- **EXTRAIT DU DOCUMENT**:
May 7, 2014 (Fifty-Three Days, journaux américains, 20)

© Franck Gérard

LOS ANGELES /day twenty (« twen’y »).

Une fois n’est pas coutume ; je commence ce récit non pas par aujourd’hui, mais par hier soir alors que je venais de finir d’écrire. À ce moment-là, je suis au téléphone avec la France. Soudain j’aperçois deux ratons laveurs ; non, les ratons laveurs ne sont pas que dans les zoos, ils ont une liberté propre ! Ce couple (je pense) s’approche à quatre mètres de moi, et nous nous fixons, je ne bouge pas, je suis pacifique, observateur, et ils repartent au fond de ce jardin très long où je les entends grattouiller… Enfin ! Quel bonheur que d’avoir vu ces ratons laveurs !

- **CONSIGNE 1**:
Pour chacune des affirmations suivantes, indique si elle s'accorde avec le récit des ratons laveurs en répondant oui ou non, puis cite mot pour mot le passage qui tranche : (a) le récit commence par la soirée de la veille ; (b) les ratons laveurs s'approchent à dix mètres ; (c) les ratons laveurs repartent vers le fond du jardin.

- **LES DONNÉES**:
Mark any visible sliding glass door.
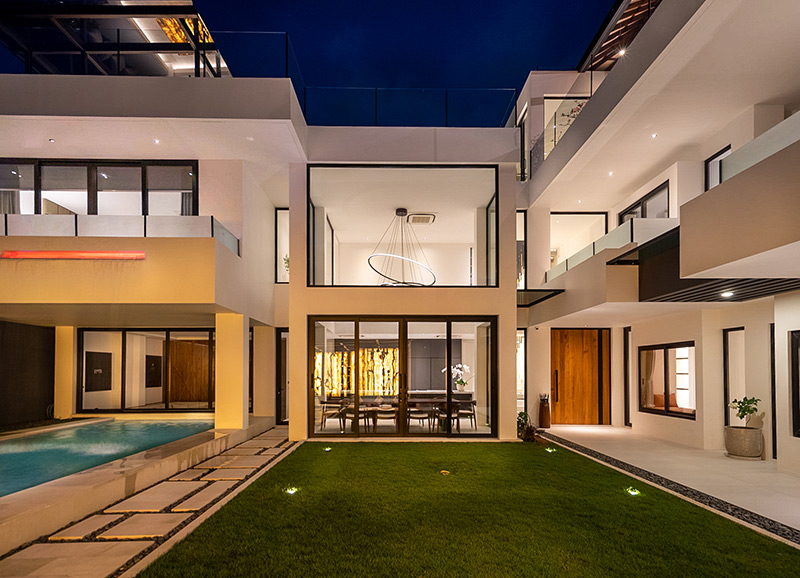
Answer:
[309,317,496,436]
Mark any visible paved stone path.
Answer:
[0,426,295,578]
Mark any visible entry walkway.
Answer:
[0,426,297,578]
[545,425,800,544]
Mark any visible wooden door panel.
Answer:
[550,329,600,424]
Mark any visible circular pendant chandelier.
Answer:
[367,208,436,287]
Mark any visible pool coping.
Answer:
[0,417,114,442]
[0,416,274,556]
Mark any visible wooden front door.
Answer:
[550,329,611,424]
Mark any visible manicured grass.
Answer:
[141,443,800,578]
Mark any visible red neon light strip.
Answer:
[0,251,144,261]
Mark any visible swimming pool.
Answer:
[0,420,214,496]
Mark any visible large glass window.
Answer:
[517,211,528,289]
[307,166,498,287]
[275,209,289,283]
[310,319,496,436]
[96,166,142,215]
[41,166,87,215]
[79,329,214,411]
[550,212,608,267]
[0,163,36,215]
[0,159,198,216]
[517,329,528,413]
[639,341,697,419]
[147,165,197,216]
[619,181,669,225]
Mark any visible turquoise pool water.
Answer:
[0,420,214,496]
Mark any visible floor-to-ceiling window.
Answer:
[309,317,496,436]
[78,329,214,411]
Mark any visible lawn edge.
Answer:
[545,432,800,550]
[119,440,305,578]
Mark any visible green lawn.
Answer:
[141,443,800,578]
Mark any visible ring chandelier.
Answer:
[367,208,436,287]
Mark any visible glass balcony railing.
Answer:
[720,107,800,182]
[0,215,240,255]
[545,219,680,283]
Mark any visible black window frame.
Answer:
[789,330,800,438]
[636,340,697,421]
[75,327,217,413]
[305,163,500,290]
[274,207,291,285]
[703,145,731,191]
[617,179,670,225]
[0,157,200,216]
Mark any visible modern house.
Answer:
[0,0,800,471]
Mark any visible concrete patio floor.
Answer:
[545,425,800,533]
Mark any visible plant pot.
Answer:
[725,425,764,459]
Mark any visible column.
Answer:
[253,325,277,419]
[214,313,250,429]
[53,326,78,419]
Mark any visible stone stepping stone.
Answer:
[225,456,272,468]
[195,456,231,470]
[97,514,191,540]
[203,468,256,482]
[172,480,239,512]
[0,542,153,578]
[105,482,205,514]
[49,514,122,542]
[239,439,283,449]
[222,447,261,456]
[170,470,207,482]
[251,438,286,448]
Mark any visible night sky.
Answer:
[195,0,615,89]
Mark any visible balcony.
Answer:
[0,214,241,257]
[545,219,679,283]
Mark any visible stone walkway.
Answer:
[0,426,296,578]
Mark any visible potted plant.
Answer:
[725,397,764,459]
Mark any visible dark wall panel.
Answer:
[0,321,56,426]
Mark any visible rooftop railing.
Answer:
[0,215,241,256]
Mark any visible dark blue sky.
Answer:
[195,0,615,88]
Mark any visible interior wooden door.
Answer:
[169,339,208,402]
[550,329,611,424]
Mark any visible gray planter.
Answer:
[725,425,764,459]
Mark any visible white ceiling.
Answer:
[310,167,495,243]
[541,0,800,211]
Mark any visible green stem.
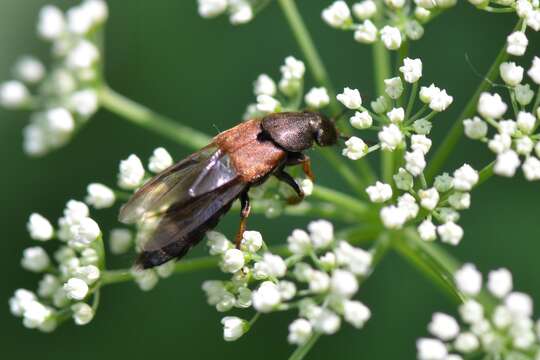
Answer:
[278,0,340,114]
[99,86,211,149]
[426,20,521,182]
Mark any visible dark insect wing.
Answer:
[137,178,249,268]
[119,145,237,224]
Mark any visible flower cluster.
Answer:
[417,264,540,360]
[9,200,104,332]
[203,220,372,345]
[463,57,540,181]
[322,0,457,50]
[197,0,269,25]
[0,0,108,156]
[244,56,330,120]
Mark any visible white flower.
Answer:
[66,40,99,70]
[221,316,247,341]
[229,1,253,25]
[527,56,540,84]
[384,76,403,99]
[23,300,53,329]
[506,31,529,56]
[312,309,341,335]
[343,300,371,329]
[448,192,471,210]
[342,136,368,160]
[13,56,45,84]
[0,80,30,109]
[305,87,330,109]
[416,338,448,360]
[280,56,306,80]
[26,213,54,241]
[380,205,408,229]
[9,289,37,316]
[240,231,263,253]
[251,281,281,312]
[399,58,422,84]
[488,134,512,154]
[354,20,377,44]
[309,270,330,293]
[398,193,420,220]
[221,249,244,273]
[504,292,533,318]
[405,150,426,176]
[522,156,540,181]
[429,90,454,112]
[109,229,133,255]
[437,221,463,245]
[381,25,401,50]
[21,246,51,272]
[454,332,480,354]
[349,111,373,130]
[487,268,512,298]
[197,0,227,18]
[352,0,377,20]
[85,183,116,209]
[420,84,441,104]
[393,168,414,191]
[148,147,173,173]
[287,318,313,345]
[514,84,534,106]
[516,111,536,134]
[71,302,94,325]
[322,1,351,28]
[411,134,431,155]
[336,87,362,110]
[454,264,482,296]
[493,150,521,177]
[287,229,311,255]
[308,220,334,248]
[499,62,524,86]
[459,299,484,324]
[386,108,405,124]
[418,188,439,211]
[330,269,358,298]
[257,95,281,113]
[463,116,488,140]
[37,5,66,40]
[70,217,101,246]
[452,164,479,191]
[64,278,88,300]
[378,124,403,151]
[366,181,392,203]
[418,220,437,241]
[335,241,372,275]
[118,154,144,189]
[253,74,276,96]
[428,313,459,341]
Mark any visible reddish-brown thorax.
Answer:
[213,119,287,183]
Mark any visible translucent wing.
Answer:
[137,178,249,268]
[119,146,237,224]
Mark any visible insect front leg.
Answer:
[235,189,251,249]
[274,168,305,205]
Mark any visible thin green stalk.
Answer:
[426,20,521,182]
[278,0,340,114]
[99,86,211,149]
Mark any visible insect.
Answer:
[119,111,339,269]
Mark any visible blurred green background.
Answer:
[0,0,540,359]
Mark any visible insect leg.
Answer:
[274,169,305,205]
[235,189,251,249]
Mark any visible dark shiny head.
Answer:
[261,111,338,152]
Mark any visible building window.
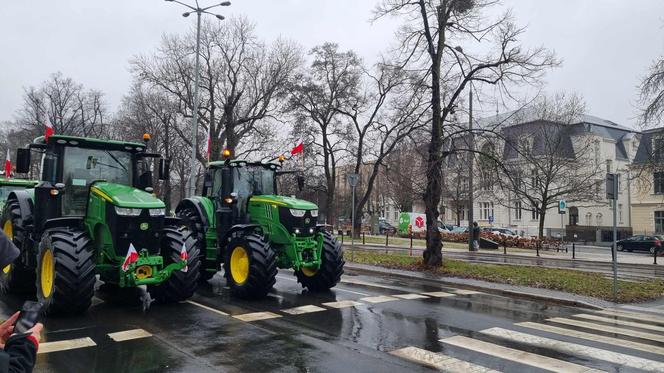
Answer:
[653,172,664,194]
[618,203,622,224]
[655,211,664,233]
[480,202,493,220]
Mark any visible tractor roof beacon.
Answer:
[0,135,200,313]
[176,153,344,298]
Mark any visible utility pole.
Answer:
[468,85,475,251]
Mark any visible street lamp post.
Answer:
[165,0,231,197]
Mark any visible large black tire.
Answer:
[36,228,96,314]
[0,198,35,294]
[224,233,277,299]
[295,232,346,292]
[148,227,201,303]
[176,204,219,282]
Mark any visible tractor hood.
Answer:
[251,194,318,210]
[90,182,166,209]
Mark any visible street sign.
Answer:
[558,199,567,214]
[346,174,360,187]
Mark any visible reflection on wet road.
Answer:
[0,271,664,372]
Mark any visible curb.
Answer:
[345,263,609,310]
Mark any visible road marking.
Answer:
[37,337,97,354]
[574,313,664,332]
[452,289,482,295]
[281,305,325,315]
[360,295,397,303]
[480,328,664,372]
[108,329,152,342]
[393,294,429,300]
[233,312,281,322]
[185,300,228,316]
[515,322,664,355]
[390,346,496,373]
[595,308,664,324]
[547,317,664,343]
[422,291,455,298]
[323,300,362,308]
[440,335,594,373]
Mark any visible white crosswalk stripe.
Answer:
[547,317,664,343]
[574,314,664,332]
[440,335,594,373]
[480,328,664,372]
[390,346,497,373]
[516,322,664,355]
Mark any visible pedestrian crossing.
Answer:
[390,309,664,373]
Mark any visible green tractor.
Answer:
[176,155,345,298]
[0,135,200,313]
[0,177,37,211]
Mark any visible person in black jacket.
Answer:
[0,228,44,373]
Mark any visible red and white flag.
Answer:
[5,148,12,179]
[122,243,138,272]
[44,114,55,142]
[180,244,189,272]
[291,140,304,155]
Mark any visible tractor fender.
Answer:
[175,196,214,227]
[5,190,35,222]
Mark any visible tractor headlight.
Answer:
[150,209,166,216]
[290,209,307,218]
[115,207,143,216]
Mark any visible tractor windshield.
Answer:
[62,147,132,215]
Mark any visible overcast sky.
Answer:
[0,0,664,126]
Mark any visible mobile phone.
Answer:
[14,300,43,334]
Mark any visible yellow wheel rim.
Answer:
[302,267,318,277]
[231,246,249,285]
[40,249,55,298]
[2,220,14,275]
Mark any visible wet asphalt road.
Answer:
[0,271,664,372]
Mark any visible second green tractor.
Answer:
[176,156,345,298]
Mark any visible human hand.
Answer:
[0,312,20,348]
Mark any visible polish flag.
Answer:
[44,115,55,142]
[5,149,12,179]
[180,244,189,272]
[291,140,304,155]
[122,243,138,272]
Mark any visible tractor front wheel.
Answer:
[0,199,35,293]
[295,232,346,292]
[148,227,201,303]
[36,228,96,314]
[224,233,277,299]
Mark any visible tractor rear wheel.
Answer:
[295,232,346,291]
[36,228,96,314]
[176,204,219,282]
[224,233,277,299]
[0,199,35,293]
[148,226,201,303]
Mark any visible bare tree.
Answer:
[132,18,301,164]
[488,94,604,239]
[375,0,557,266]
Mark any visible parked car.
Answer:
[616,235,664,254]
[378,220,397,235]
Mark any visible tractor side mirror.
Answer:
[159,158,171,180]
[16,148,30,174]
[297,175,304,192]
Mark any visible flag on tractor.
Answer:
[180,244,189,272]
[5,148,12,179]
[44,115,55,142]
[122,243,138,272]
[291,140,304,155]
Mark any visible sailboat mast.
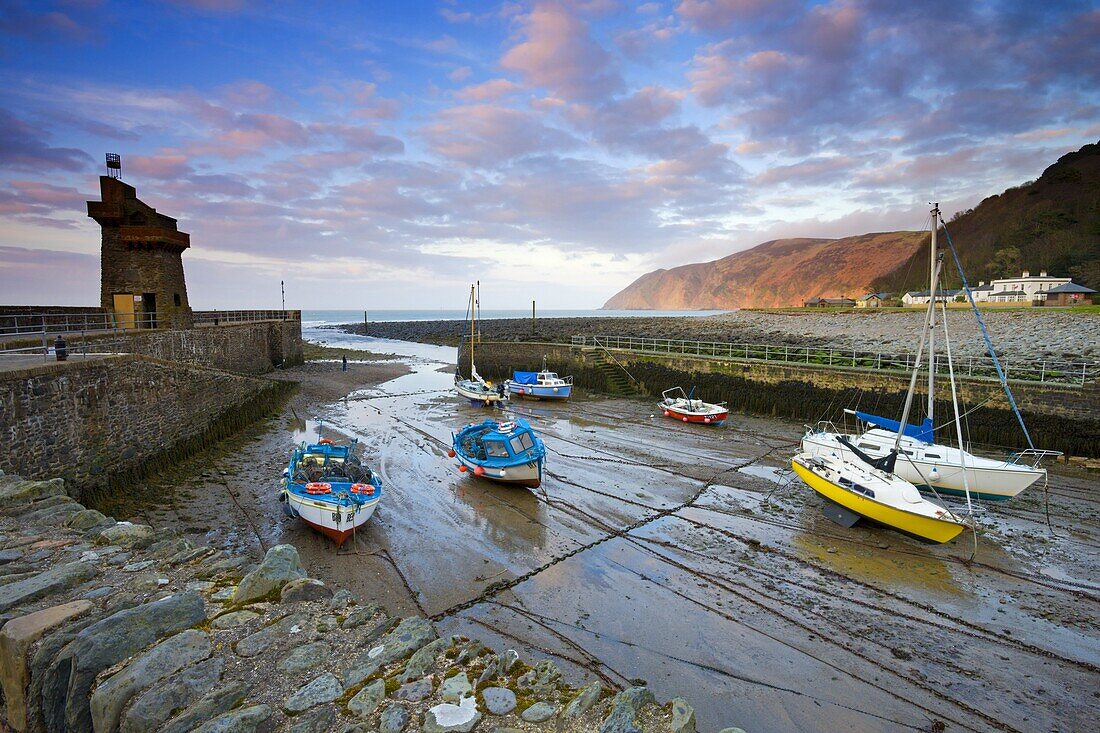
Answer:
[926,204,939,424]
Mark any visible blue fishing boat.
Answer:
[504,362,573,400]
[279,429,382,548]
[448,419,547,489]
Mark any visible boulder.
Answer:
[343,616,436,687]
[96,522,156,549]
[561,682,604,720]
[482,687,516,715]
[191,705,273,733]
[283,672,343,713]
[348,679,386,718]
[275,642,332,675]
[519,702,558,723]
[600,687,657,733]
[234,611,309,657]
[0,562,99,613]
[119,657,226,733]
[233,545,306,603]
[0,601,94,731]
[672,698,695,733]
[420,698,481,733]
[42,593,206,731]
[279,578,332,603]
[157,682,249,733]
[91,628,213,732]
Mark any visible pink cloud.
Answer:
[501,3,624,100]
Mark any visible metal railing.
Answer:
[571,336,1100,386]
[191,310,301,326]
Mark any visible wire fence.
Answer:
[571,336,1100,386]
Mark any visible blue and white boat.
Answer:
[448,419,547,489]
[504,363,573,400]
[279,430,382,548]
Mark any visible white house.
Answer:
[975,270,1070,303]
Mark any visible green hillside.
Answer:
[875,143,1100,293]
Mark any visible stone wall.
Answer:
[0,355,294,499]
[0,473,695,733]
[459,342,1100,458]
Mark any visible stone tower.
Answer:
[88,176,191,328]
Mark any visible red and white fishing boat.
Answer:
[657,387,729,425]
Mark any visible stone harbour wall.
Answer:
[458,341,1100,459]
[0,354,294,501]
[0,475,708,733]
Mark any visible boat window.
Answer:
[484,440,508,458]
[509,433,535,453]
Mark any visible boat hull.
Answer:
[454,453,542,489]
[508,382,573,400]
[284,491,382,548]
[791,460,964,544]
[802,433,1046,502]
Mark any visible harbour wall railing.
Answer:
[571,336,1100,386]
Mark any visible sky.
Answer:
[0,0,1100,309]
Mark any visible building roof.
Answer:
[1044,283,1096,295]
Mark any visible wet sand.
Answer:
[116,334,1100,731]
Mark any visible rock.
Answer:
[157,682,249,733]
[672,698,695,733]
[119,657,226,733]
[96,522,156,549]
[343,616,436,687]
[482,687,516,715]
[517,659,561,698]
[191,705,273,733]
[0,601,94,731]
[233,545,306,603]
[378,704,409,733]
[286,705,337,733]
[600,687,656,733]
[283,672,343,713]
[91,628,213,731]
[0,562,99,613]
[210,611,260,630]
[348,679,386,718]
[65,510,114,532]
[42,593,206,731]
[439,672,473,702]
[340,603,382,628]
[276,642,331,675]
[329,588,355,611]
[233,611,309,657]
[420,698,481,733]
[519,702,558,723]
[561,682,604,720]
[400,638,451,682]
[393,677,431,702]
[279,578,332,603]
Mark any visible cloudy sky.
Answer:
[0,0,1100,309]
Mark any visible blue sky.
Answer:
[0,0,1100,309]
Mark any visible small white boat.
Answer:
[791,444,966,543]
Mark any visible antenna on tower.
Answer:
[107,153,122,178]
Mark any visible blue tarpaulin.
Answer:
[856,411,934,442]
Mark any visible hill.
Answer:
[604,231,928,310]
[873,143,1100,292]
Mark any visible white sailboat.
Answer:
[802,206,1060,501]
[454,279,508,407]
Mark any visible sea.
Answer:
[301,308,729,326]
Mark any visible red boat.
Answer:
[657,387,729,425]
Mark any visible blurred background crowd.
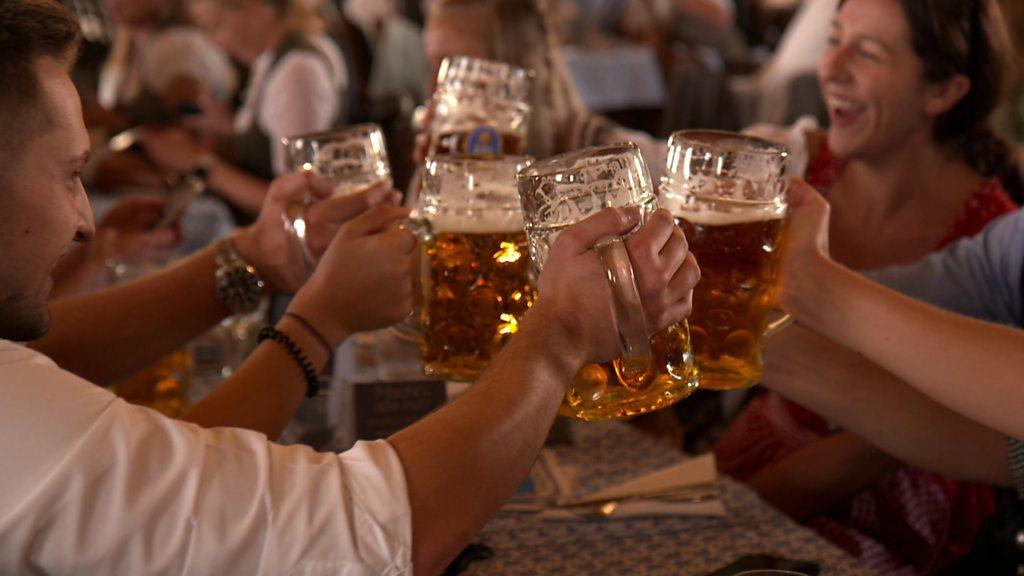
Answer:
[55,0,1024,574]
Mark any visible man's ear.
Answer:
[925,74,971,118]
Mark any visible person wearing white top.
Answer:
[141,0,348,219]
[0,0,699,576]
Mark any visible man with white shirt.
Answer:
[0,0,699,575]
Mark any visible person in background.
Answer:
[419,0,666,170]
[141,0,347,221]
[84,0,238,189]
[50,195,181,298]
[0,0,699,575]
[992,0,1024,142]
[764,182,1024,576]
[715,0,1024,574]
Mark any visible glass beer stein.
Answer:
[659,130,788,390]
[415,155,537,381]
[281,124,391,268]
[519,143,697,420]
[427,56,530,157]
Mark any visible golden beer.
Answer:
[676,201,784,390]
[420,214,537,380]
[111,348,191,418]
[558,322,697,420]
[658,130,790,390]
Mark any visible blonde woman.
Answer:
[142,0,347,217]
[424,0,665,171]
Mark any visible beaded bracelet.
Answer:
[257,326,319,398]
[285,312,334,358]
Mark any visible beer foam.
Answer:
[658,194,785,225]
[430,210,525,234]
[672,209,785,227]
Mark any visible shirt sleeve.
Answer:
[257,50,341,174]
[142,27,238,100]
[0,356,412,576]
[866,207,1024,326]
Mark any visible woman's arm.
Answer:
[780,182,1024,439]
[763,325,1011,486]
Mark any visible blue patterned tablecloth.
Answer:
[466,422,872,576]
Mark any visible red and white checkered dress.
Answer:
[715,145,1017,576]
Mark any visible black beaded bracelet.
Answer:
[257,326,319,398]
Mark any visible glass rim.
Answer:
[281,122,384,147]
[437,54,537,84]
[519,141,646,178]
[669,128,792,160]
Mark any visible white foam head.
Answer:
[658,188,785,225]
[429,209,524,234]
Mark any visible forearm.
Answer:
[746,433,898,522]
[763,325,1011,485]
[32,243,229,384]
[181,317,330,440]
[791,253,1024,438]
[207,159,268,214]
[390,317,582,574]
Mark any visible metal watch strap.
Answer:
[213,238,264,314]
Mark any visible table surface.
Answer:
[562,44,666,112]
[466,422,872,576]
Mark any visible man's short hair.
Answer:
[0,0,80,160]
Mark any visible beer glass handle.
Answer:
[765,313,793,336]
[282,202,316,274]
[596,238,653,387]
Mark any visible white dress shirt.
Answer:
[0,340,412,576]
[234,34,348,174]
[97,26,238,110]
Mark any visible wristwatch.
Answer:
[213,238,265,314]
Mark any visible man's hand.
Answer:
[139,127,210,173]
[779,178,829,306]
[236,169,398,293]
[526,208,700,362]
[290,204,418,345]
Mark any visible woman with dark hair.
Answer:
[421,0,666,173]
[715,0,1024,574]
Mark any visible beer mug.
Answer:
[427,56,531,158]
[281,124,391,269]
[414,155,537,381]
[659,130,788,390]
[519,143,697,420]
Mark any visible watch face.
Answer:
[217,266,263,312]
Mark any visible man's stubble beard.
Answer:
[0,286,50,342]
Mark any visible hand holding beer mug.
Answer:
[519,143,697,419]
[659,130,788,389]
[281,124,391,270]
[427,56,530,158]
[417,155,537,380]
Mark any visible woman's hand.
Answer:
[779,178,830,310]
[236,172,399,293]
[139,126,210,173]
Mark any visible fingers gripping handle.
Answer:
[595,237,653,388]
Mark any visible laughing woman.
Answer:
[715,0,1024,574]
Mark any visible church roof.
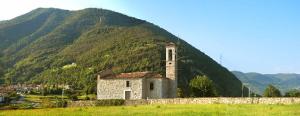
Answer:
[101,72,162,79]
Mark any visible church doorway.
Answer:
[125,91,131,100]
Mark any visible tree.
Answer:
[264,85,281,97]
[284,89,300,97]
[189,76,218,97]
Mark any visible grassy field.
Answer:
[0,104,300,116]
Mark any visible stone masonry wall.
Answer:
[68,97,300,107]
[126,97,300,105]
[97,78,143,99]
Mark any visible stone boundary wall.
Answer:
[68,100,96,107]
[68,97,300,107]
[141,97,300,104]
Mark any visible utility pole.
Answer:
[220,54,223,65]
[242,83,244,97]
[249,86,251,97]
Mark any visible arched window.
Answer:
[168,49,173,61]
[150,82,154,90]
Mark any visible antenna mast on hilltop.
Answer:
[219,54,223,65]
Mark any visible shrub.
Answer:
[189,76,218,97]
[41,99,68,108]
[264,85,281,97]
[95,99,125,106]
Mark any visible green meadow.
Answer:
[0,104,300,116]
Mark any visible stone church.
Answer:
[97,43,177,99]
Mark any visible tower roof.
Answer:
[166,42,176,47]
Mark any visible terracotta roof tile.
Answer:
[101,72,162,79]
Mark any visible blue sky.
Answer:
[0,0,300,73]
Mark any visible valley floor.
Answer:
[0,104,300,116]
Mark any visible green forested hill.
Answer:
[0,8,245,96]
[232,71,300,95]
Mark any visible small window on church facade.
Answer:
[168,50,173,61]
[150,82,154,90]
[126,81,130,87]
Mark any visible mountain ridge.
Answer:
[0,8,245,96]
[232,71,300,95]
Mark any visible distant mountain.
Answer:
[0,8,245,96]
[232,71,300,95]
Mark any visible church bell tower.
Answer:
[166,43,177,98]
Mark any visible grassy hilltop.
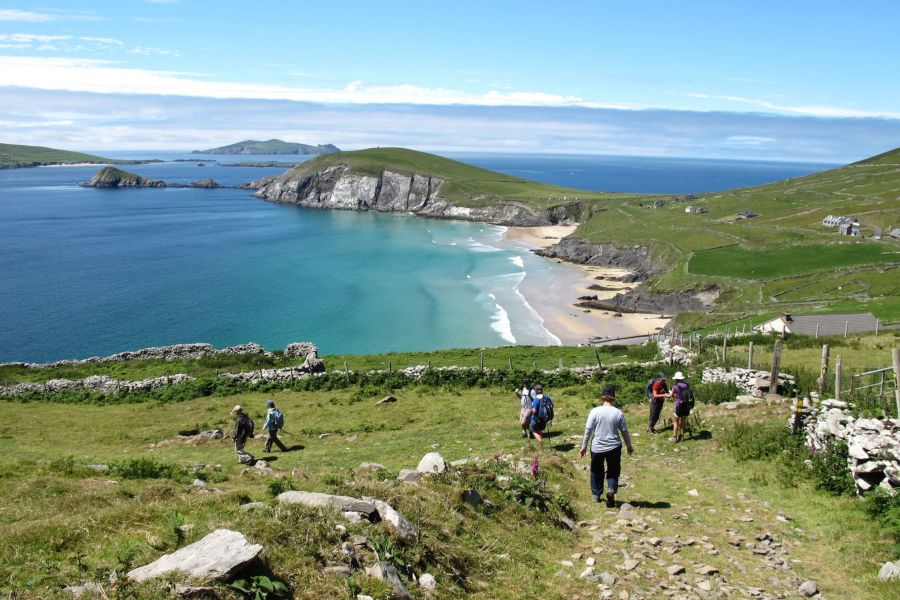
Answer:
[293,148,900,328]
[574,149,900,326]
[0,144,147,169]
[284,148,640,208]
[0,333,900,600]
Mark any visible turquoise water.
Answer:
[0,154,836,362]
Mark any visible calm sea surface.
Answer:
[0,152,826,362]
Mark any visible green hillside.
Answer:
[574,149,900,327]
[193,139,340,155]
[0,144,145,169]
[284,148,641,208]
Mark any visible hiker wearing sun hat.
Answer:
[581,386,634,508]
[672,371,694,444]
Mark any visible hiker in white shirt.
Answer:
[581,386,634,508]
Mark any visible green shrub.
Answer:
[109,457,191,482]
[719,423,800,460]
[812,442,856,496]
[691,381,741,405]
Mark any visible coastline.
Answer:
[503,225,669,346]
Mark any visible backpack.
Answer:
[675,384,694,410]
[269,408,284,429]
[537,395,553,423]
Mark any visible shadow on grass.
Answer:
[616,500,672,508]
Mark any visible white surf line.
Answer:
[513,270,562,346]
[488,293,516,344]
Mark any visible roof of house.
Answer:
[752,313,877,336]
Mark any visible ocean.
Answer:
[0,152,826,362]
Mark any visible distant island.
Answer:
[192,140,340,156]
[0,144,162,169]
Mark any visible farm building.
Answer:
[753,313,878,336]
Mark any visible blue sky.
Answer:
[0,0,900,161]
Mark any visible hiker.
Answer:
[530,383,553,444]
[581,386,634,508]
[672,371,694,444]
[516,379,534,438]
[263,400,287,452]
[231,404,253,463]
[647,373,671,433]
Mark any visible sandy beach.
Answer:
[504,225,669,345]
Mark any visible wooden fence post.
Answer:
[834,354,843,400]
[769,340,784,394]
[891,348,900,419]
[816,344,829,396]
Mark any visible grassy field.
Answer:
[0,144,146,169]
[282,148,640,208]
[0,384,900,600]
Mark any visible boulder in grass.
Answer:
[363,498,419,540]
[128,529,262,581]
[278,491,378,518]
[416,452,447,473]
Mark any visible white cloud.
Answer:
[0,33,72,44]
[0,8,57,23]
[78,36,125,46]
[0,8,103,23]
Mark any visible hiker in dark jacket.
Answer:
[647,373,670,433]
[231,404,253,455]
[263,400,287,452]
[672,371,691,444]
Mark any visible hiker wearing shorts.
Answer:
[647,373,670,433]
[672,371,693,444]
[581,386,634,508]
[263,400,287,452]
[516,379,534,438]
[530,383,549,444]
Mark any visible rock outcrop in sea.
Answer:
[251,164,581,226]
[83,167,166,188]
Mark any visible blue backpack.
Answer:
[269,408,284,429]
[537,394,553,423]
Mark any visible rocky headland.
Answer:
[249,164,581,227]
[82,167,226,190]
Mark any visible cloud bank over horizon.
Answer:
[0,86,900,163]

- **CONSIGNE 2**:
Reporte dans un tableau Markdown à deux colonnes, « N° » et « Ligne », les lignes des enregistrements situées entre celle qui contient « Mark any visible potted plant. » et celle qui contient « [244,56,330,120] », incluses. Écarte les lignes vides et laisse les images de côté.

- **RÉPONSE ATTENDUE 1**:
(a) Oui : « je commence ce récit non pas par aujourd’hui, mais par hier soir »
(b) Non : « s’approche à quatre mètres de moi »
(c) Oui : « ils repartent au fond de ce jardin très long »

- **RÉPONSE ATTENDUE 2**:
| N° | Ligne |
|---|---|
| 1 | Mark any visible potted plant. |
| 2 | Answer: |
| 3 | [725,397,764,459] |
| 4 | Mark any visible dark wall panel. |
| 5 | Answer: |
| 6 | [0,321,56,426] |
| 7 | Mark any visible rooftop railing. |
| 8 | Answer: |
| 9 | [0,215,241,256] |
| 10 | Mark any visible dark blue sky. |
| 11 | Answer: |
| 12 | [195,0,615,88] |
| 13 | Mark any visible interior wooden door. |
| 14 | Answer: |
| 15 | [169,339,208,402] |
| 16 | [550,329,611,424] |
| 17 | Mark any visible gray planter. |
| 18 | Answer: |
| 19 | [725,425,764,459] |
| 20 | Mark any visible white ceiling. |
| 21 | Answer: |
| 22 | [310,167,495,243] |
| 23 | [541,0,800,211] |
| 24 | Mark any visible green stem. |
| 25 | Answer: |
| 26 | [278,0,340,114] |
| 27 | [99,86,211,149] |
| 28 | [426,20,521,182] |
| 29 | Mark any visible dark insect wing. |
| 30 | Answer: |
| 31 | [137,178,249,268] |
| 32 | [119,145,237,224] |
| 33 | Mark any visible flower cluster. |
| 34 | Answer: |
| 35 | [417,264,540,360] |
| 36 | [9,200,104,332] |
| 37 | [203,220,372,345] |
| 38 | [463,57,540,181] |
| 39 | [322,0,457,50] |
| 40 | [197,0,269,25] |
| 41 | [0,0,108,156] |
| 42 | [244,56,330,120] |